## YOUR GOAL
Write the data out again exactly, with no pictures.

|---|

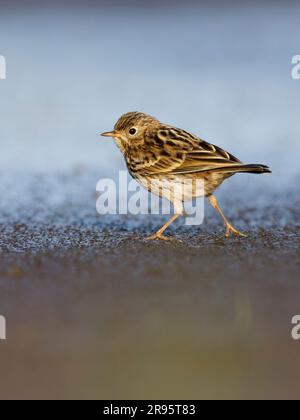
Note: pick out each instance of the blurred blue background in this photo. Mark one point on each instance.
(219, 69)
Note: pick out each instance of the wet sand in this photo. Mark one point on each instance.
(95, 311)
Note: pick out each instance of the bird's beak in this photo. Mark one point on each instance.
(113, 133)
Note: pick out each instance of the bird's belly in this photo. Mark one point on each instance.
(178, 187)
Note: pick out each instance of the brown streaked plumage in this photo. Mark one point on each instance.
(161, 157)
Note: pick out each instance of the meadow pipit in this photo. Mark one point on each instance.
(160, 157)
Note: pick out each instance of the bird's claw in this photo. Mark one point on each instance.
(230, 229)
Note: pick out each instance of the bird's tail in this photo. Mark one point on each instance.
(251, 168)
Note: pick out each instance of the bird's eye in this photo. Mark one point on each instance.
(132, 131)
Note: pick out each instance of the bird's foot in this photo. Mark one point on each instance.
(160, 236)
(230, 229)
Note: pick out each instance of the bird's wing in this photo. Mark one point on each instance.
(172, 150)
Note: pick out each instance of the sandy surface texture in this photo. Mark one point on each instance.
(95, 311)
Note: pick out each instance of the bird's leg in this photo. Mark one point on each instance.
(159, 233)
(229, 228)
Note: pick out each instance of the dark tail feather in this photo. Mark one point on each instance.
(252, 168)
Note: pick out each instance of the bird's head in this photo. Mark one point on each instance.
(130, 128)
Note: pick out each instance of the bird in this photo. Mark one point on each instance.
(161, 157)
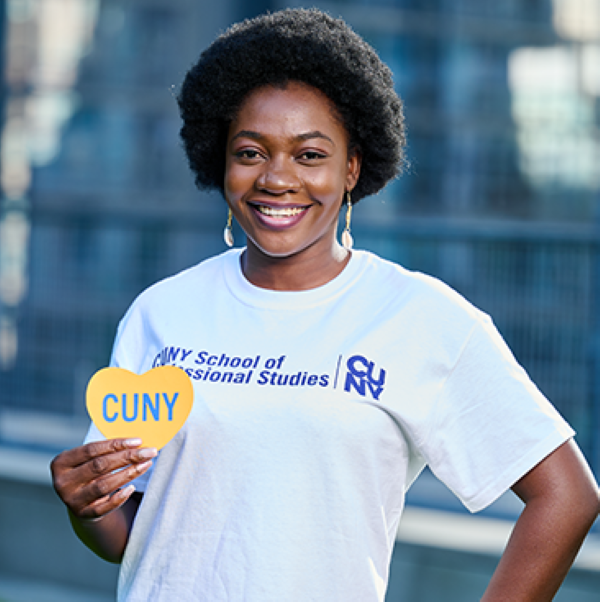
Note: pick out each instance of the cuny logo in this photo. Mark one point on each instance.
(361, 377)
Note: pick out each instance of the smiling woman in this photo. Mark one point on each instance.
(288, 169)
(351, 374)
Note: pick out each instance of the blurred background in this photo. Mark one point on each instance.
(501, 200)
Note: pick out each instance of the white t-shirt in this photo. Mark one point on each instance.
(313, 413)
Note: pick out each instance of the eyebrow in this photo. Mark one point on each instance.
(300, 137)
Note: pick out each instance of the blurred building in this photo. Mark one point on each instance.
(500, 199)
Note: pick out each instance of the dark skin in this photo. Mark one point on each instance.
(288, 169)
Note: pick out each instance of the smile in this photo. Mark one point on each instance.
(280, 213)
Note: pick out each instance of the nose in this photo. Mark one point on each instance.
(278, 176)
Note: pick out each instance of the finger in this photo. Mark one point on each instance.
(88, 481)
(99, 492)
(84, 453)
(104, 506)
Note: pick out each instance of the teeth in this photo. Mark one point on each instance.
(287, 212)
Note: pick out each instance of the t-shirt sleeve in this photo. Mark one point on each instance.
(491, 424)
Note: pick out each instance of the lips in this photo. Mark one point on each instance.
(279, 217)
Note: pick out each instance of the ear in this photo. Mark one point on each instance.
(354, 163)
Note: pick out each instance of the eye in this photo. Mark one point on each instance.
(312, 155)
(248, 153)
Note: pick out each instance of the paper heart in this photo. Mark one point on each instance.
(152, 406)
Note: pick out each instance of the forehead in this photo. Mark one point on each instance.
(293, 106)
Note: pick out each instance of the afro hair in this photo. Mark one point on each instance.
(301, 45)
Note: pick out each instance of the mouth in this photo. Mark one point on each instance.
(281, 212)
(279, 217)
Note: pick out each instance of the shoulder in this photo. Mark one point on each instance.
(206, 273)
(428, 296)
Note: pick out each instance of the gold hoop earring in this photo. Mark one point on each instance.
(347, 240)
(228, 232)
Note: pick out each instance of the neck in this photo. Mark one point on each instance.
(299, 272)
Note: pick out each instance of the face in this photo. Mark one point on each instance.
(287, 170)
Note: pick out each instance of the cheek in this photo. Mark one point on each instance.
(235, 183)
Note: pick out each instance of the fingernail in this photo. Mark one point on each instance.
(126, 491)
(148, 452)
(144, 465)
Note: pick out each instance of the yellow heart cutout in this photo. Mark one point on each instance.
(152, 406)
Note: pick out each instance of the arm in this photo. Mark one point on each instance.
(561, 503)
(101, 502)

|---|

## RESPONSE FOR THIS EXERCISE
Note: pick out each instance of the blurred blue background in this photo. Mark one point on each instance.
(219, 69)
Note: pick out each instance of the wet sand in this photo. Mark one point on each instance.
(95, 311)
Note: pick out each instance of the bird's beak in this photo. Mark one point on each instance.
(113, 133)
Note: pick out each instance of the bird's belly in this photo. Mark one point on each instance.
(178, 187)
Note: pick out each instance of the brown streaked plumage in this photo. Mark one point on each instance.
(161, 157)
Note: pick out each instance of the meadow pipit in this photo. Mark one point on each instance.
(160, 157)
Note: pick out each instance of the bird's claw in this photo. Mark one point on each instance.
(230, 229)
Note: pick out each instance of the bird's tail in this photo. Mark one point on each instance.
(251, 168)
Note: pick out each instance of the bird's eye in this photo. Mark one point on each instance.
(132, 131)
Note: pick out each instance of the bird's foot in this photo. Mark one point on each instance.
(160, 236)
(230, 229)
Note: pick out each instance of the bird's wing in this photo. Mark one point on each instance.
(172, 150)
Note: pick out each instance of the sandy surface texture in this photo. Mark one point on each instance.
(95, 311)
Note: pick out each instance of the bird's leg in this photo. Mark one point on each instance.
(159, 233)
(229, 228)
Note: pick out each instance of the dark tail feather in this photo. Mark one point on each instance.
(252, 168)
Note: pick out each instance of the bird's head in this photo. Mark one point on each instance.
(130, 128)
Note: pick out each instance of the bird in this photo. Mark one point on each instance.
(161, 157)
Note: pick out each instance of the cuny logo in this photo. Mark one point on each instance.
(361, 377)
Note: pick out each instance of the smiling woman in this photo. Mark one point on each instance.
(288, 169)
(351, 374)
Note: pick out each instance of the blurred background in this photo. Mark one point on each instance.
(501, 200)
Note: pick out each instance of the white t-shirt in this photo. Mark one point on each instance.
(313, 413)
Note: pick out each instance of the eyebrow in this photo. Mark one point on each instance.
(300, 137)
Note: pick out each instance of the blurred building in this photo. Mark one point on each instance.
(500, 199)
Note: pick out each instance of the dark skin in this photo. Mark one point on each instance.
(288, 169)
Note: pick out each instance of the smile in this photo. Mark one point on each instance.
(280, 213)
Note: pick out each instance of the nose in this photo. Mark one point on each instance.
(278, 176)
Note: pick out each instance of the finger in this photo. Mark one point on each instance.
(88, 481)
(99, 492)
(84, 453)
(104, 506)
Note: pick out each instance of the teeth in this photo. Mark one point on each instance.
(287, 212)
Note: pick out each instance of the t-shirt sleeve in this photo. Mark one point on each instance.
(491, 424)
Note: pick out each instance of the lips in this photo. Mark one point on each instance.
(279, 217)
Note: pick out each instance of the ear in this photo. Mark one point on each instance.
(354, 163)
Note: pick out each instance of the eye in this photo. Mark one point on each instance.
(312, 155)
(248, 153)
Note: pick out each instance of the paper heart in this photo. Mark one point on each instance.
(152, 406)
Note: pick out each instance of the forehead in this photo. Mark one point on each instance.
(293, 106)
Note: pick out each instance of the afro hair in this photo. Mark one point on each instance.
(301, 45)
Note: pick out each instance of the mouth in this photo. Mark one point on each instance.
(281, 212)
(279, 217)
Note: pick out each instance of the shoulder in this photo. Mark one point on each instance.
(206, 273)
(428, 296)
Note: pick out each instance of the gold hoop earring in this photo. Mark one point on each instance.
(347, 240)
(228, 232)
Note: pick out each instance of the neck in this photo. Mark one point on each instance.
(299, 272)
Note: pick out each instance of the face in this photo. Mark one point on each instance.
(287, 170)
Note: pick out each instance of the cheek in this photo. Mark one point on each instance.
(235, 183)
Note: pick out each instance of the fingernail in this photo. Mark one point on each instance.
(126, 491)
(148, 452)
(144, 465)
Note: pick out each instance of the yellow heart cutout in this photo. Mark one point on each instance.
(152, 406)
Note: pick out each instance of the arm in this photo. Mark one point on each instance.
(561, 503)
(101, 502)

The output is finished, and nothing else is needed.